--- START OF Data shown ---
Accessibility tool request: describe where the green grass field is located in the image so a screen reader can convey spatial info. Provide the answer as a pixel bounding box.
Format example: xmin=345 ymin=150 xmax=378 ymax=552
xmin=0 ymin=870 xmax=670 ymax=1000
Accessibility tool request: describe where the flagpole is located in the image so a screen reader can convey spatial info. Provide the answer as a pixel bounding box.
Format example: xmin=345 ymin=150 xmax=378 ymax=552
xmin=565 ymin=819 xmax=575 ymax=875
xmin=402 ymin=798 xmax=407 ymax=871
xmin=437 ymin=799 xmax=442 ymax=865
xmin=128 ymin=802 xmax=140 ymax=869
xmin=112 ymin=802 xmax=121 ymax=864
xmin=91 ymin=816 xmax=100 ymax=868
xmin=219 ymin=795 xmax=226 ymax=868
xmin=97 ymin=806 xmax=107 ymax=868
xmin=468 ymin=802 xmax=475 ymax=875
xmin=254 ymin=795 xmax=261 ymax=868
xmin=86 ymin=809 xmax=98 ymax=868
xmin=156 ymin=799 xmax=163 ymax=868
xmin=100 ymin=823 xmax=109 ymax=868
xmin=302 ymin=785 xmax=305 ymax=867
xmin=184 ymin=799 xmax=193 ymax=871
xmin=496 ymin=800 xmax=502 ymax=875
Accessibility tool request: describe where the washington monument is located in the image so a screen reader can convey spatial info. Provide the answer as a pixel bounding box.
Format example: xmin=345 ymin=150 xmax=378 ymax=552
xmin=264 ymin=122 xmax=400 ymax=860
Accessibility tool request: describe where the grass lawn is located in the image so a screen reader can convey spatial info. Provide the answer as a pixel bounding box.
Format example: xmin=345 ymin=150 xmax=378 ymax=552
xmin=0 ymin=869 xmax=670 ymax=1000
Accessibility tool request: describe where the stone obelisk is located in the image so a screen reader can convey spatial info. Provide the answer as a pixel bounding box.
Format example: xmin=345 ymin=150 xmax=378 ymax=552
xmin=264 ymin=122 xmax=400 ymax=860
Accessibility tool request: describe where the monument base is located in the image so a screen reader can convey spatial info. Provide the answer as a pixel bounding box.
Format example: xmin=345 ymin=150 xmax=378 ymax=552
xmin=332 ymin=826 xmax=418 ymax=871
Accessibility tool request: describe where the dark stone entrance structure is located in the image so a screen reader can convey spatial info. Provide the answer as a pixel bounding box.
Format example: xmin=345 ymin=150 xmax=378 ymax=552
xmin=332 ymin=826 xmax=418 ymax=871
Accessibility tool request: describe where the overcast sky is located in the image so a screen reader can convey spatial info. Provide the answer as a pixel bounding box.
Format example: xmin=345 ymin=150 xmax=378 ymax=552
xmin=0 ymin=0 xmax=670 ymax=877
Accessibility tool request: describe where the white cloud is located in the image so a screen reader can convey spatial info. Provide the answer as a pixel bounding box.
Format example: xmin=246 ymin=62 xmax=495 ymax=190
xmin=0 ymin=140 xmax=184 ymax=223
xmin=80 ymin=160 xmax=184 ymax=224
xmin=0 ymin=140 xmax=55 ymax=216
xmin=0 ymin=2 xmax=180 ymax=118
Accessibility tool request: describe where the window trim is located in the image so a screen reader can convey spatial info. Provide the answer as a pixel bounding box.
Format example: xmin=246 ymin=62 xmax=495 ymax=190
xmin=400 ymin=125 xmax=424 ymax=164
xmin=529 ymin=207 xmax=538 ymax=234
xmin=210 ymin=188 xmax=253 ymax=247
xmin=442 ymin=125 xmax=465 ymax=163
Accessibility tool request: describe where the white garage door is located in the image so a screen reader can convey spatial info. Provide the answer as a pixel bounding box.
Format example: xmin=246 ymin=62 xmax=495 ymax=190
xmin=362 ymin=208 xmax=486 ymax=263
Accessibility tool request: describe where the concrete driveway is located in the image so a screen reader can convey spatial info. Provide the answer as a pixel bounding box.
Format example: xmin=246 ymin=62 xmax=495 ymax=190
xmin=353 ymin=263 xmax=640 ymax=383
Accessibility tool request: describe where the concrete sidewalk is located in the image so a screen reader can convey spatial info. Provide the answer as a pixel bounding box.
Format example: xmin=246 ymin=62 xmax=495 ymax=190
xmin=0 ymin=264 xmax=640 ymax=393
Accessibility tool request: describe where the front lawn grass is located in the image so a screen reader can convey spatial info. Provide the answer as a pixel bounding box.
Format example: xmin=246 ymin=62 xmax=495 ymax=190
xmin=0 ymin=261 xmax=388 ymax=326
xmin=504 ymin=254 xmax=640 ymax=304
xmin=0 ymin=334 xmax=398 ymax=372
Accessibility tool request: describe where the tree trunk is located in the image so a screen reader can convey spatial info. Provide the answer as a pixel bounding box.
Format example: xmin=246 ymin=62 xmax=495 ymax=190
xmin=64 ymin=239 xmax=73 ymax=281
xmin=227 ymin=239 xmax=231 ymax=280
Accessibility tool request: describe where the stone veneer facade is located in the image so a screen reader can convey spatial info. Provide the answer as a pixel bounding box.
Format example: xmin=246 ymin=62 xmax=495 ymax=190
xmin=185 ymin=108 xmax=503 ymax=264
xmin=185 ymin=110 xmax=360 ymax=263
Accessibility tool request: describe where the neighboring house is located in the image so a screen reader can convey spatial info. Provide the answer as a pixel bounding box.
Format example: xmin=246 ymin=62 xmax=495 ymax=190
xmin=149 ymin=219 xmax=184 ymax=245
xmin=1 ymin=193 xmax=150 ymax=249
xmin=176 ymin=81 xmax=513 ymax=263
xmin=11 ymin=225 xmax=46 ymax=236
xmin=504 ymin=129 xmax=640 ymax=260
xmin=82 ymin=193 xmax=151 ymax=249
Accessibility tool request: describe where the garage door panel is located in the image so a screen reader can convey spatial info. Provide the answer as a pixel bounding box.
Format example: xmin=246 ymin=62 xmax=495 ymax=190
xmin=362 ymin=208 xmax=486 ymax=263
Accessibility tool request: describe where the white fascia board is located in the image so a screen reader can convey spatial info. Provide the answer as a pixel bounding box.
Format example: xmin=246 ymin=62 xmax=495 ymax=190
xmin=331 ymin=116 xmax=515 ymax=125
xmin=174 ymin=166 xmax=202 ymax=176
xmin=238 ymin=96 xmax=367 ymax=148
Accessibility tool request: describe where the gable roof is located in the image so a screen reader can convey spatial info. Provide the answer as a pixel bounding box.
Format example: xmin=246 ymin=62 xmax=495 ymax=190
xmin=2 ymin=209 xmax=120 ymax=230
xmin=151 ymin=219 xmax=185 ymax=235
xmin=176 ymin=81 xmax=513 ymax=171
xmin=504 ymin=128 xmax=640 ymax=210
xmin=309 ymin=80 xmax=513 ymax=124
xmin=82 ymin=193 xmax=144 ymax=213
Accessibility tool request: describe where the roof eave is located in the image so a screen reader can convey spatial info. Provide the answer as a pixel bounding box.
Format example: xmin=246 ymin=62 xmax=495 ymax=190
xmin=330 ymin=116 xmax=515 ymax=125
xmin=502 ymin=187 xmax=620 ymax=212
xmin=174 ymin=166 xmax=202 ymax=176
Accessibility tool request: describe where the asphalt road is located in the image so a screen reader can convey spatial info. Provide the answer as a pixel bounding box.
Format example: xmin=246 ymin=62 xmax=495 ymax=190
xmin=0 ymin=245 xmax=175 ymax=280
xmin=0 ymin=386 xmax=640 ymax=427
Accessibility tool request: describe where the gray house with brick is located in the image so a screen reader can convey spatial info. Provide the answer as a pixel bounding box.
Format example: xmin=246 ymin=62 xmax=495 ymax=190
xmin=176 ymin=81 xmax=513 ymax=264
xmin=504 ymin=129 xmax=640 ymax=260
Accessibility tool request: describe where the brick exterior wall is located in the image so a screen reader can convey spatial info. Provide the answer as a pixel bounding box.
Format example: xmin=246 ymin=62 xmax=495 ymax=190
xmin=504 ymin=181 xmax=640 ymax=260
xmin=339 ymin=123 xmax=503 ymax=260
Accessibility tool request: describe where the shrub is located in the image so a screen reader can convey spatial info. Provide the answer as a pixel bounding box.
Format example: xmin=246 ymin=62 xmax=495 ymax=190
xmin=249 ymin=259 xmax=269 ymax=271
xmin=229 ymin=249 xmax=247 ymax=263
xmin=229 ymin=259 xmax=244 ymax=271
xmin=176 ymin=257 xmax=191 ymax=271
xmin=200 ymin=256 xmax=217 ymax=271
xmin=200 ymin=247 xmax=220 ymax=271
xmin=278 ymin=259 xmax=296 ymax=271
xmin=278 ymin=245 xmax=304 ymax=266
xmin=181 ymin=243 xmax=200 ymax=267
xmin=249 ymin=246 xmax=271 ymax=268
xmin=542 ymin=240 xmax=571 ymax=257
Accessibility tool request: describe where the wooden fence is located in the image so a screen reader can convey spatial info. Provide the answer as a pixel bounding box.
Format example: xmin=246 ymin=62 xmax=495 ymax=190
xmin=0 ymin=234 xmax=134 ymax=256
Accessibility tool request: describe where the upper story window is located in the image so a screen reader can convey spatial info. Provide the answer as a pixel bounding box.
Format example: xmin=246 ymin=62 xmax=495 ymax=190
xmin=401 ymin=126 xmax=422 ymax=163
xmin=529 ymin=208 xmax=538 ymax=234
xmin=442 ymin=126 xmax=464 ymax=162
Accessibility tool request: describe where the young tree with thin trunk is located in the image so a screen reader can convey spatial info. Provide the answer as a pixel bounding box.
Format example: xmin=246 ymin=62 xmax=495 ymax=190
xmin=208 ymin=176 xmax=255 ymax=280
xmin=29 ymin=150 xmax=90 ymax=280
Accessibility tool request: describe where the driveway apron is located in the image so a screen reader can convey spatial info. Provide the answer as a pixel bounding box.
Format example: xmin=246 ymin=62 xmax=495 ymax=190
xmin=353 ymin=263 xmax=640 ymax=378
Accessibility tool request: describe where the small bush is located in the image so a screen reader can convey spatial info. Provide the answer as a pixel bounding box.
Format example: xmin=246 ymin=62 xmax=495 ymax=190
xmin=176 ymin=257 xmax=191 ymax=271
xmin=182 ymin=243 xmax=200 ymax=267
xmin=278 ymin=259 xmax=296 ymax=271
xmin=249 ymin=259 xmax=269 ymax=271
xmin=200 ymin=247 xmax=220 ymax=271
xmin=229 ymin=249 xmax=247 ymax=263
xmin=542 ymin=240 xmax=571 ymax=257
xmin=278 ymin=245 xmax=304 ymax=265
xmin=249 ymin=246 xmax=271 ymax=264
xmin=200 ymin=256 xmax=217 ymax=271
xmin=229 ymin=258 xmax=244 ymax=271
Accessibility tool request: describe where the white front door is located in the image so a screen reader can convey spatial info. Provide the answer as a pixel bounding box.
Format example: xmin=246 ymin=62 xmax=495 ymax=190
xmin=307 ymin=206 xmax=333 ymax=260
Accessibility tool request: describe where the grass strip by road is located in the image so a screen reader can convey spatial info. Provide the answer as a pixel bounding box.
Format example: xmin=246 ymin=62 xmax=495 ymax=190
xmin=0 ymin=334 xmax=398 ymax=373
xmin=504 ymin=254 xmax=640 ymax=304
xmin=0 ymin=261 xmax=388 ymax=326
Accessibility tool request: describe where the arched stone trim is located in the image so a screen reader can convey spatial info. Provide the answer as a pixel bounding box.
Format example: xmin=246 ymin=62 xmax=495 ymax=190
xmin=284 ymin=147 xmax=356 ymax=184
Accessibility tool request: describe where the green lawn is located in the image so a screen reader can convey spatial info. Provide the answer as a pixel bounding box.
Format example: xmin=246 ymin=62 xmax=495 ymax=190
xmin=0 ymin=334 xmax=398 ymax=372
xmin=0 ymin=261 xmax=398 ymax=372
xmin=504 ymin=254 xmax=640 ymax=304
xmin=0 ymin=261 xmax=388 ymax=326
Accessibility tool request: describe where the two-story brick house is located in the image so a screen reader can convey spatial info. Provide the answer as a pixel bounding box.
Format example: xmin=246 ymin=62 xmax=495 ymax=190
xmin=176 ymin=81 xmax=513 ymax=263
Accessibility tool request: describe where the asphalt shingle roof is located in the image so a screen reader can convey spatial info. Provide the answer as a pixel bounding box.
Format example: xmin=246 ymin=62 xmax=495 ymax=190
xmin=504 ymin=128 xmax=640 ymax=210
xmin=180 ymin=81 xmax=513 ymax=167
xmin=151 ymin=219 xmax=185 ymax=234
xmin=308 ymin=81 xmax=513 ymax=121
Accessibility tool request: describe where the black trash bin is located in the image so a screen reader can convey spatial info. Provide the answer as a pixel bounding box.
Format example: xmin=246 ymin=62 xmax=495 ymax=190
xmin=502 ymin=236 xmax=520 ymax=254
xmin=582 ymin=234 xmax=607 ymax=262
--- END OF Data shown ---
-- What the exercise asks --
Copy down the lines from the one containing "Accessibility tool request: describe where the asphalt shingle" through the one containing "xmin=308 ymin=81 xmax=513 ymax=121", including both of those lines, and reproduce them verbatim.

-- Solved exercise --
Accessibility tool request: describe where the asphalt shingle roof is located in the image so a screen reader can convey spatial info. Provide the answer as a pixel bounding box.
Format example: xmin=246 ymin=62 xmax=495 ymax=190
xmin=504 ymin=128 xmax=640 ymax=210
xmin=180 ymin=81 xmax=513 ymax=167
xmin=151 ymin=219 xmax=185 ymax=234
xmin=308 ymin=81 xmax=513 ymax=121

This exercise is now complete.